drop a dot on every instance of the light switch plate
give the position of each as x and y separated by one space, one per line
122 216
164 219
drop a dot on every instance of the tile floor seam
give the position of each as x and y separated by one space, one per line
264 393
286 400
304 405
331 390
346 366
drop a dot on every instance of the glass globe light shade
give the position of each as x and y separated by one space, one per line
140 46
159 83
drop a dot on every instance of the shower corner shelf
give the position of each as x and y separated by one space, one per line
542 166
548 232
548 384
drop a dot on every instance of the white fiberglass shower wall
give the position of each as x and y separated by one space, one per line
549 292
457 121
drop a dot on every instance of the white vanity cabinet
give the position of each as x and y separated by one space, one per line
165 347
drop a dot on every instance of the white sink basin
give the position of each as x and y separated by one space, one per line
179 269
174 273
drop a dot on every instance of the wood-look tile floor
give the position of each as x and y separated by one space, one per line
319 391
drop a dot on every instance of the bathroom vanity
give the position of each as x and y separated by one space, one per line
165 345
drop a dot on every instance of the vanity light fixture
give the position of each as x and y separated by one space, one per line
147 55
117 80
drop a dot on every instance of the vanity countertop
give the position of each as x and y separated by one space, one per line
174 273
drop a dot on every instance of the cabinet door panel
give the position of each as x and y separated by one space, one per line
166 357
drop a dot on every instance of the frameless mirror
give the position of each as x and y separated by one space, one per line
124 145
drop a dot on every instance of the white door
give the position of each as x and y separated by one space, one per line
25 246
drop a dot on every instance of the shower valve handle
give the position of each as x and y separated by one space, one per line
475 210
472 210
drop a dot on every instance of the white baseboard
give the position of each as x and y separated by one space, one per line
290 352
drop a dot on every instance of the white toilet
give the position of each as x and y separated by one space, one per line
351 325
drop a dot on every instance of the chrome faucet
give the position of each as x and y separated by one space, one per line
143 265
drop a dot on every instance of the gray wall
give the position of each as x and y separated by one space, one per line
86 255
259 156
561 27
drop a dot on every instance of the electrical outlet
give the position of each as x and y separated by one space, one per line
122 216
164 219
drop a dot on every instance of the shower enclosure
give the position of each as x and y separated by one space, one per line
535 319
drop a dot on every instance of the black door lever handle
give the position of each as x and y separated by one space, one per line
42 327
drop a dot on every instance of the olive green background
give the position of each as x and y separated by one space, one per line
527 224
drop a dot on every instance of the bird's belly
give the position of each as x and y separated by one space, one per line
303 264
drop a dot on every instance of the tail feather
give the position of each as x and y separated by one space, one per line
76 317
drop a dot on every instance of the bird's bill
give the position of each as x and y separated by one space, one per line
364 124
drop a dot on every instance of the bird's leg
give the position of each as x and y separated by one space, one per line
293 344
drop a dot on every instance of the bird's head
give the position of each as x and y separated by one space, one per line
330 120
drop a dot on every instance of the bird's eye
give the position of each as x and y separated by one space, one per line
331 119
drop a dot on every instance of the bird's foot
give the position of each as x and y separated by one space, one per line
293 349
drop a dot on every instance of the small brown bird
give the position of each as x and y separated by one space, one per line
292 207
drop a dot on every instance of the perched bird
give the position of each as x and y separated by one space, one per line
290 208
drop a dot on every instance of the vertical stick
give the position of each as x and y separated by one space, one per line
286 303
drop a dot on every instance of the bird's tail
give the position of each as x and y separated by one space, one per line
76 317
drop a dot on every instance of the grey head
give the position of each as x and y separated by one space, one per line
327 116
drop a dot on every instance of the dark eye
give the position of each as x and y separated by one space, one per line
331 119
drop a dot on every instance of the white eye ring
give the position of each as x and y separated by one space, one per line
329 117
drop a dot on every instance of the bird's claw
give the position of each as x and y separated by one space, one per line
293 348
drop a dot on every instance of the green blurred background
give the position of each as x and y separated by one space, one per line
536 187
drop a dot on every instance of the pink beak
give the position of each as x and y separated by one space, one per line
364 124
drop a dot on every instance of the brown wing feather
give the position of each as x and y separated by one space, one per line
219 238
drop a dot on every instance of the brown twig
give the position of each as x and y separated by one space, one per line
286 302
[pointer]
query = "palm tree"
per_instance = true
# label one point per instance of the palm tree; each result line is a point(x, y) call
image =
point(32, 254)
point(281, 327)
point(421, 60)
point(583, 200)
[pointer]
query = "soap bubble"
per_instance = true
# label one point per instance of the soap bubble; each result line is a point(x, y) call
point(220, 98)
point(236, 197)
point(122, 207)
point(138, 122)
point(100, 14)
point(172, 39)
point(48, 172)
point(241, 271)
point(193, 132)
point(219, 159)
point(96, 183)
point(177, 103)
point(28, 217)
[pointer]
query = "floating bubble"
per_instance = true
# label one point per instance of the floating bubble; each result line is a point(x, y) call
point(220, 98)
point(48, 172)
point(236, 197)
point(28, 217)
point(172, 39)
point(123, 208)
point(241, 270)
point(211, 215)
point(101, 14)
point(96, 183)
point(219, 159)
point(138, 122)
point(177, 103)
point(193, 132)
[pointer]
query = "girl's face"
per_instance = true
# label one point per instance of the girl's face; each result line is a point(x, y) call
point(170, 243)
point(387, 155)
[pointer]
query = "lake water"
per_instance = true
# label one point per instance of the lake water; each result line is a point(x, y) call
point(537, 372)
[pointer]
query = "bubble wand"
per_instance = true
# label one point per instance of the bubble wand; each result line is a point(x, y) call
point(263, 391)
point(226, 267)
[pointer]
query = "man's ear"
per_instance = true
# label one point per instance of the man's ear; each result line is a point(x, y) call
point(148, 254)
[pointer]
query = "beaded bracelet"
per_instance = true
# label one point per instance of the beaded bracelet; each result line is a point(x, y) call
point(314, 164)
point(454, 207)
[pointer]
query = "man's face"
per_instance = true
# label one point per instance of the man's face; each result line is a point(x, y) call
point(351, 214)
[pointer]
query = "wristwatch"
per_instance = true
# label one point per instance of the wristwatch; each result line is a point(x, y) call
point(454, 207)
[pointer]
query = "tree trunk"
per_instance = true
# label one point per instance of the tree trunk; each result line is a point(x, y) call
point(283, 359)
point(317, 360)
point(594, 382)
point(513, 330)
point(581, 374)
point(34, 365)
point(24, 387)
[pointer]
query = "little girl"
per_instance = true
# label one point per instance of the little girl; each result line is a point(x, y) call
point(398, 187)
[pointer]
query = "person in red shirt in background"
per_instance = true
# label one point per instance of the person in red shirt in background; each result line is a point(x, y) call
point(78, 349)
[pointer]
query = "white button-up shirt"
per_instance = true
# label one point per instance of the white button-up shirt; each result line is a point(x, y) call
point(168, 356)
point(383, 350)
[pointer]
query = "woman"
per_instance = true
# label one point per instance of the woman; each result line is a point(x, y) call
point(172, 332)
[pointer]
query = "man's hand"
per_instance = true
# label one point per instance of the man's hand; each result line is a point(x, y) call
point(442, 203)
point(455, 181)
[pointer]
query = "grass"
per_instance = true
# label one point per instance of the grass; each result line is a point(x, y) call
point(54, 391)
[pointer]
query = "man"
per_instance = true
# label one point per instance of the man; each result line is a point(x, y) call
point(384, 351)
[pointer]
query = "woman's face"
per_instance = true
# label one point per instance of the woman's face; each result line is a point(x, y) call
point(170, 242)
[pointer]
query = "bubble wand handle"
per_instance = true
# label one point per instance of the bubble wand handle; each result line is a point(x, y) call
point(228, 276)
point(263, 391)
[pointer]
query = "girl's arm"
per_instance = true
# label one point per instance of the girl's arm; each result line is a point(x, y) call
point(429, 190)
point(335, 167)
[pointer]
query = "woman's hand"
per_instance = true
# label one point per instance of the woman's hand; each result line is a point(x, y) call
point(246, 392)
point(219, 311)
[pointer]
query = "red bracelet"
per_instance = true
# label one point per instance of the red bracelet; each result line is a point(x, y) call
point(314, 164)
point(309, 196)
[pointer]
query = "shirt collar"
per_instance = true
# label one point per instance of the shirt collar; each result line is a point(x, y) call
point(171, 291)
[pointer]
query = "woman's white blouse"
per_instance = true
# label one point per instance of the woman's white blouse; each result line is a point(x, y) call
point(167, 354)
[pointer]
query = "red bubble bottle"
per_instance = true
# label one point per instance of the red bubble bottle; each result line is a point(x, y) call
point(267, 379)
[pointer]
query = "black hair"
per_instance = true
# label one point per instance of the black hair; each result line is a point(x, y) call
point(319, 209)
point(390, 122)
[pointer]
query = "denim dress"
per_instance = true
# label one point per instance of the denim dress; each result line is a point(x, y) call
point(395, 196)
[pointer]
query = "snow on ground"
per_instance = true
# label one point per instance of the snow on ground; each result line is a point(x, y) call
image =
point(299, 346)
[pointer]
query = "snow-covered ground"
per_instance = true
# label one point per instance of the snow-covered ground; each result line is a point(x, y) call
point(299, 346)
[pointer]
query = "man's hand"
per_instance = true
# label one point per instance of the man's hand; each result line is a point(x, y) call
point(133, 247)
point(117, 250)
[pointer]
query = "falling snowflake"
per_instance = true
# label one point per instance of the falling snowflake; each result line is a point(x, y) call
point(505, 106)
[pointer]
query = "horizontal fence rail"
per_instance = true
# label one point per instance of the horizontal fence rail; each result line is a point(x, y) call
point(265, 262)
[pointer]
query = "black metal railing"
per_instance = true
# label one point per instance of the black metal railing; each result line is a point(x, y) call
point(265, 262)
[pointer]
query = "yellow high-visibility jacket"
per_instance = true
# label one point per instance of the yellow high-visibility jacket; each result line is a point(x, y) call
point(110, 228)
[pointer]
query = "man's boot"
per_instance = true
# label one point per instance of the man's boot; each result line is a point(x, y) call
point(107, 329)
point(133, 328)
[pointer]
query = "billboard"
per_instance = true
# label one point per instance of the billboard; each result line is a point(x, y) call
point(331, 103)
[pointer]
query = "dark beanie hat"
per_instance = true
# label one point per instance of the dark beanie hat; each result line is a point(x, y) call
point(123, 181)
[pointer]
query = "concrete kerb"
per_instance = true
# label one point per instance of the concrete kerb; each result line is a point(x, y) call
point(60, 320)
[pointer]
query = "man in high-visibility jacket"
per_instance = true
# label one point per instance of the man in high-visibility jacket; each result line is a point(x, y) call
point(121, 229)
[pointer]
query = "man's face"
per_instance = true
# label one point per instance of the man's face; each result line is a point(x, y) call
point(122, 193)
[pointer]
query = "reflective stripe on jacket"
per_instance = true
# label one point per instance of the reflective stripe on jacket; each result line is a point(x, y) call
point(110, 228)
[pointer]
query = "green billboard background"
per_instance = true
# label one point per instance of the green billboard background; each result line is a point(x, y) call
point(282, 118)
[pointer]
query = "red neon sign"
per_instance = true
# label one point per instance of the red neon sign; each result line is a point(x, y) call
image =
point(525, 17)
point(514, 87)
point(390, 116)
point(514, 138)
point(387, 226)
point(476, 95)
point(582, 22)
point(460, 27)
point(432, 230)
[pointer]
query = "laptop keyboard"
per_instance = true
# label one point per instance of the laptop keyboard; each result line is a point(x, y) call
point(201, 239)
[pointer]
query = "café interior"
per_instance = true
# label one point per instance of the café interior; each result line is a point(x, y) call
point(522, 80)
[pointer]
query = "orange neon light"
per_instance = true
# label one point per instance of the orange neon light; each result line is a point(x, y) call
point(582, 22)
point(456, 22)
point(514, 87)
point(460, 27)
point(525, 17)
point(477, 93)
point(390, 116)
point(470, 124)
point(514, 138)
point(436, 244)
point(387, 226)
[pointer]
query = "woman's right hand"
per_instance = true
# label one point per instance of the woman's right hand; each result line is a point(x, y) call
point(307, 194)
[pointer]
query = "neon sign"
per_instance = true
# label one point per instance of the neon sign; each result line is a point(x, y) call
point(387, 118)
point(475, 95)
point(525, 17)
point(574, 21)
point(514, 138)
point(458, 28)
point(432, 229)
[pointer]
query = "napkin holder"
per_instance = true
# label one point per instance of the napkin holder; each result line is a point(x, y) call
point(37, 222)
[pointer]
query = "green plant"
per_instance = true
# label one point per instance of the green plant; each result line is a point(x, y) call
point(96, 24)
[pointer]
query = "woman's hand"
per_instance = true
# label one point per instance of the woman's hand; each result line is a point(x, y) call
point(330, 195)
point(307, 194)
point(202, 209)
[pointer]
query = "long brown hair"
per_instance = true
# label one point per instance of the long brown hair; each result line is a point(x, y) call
****************************************
What this task involves: Beginning with the first line above, could you copy every line exactly, up to and including the one with "drop a dot on every instance of the shower corner"?

Result:
drop a dot on every instance of the light switch plate
give the position of each as x and y separated by one space, one per line
122 216
164 219
drop a dot on every instance of the tile floor seam
give the position of each as x and y separated by one space, one per line
264 393
286 400
304 405
331 390
346 366
drop a dot on every instance of the glass globe light shade
give the position of each as x and y separated by one space, one per line
140 46
159 83
drop a dot on every instance of the shower corner shelf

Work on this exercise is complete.